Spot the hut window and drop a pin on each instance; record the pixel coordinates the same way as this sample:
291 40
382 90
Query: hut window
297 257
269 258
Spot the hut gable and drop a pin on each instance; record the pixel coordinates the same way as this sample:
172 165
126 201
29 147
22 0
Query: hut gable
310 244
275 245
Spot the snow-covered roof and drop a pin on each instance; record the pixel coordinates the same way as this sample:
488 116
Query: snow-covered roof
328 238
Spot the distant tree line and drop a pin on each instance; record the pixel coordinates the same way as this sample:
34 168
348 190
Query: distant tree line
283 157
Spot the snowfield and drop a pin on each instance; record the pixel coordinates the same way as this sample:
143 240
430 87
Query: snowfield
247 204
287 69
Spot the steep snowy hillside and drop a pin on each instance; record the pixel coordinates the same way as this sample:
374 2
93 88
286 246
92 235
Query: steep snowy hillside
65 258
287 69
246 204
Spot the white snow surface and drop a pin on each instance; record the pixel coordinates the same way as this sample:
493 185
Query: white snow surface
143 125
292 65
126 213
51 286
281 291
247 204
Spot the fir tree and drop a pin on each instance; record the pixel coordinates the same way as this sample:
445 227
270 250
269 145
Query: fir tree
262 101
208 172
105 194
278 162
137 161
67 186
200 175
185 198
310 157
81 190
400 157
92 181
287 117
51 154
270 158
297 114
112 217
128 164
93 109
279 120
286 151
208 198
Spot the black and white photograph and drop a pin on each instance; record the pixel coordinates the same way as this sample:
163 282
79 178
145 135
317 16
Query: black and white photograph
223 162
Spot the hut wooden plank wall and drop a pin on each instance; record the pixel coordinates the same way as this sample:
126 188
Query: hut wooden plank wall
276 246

- _WHAT YOU WILL DO_:
Retype the whole listing above line for line, without changing a single character.

- _ANSWER TO THE TASK_:
Spot the hut window and drop a pin on each instance; record the pixel coordinates the same way as this sample:
291 40
382 90
Query: hut window
297 257
269 258
Spot the hut gable and drop a pin on each instance; record the pixel coordinates the same way as this sample:
172 165
126 201
29 147
22 0
Query: hut gable
310 244
275 245
Spot the snow-covered roof and drop a pin on each instance; record the pixel coordinates the same way as this sample:
488 116
Query: snow-covered roof
328 238
Spot the distant tree line and drop a pin on each instance; record the pixel coordinates the same way as this sample:
34 168
348 190
Query: distant tree line
283 157
Spot the snowfield and drop a pin on each instance; record the pixel coordinates the same way as this sample:
143 240
430 87
Query: snowfield
247 204
287 69
Spot the steep snowy hillside and drop a pin on each instance; record the pixel coordinates the same way as this sample:
374 2
93 88
286 246
92 235
Query: steep snowy hillside
65 258
287 69
246 204
Spot the white snow surface and drop a pin on each instance; record the pixel coordinates the same way as this sample:
493 185
Query: white snow surface
143 125
292 65
126 213
51 286
281 291
247 204
Spot the fir tree and drop a pin on each instance; record the pixel coordinates the same way as this sample:
445 227
270 250
269 145
Query: fir tree
262 101
208 172
105 194
278 162
137 161
67 186
200 175
185 198
310 157
81 190
400 157
92 181
287 117
51 154
270 158
297 114
112 217
128 164
93 109
279 120
286 151
208 198
Spot the black and white photograph and drop a pin on each instance; record the pixel coordinates the same way as this sample:
163 282
79 178
145 135
317 16
Query: black and white photograph
223 162
Spot the hut wooden plank wall and drop a pin on each instance; record the pixel coordinates the same way as this sample:
126 188
Query: hut wooden plank wall
276 246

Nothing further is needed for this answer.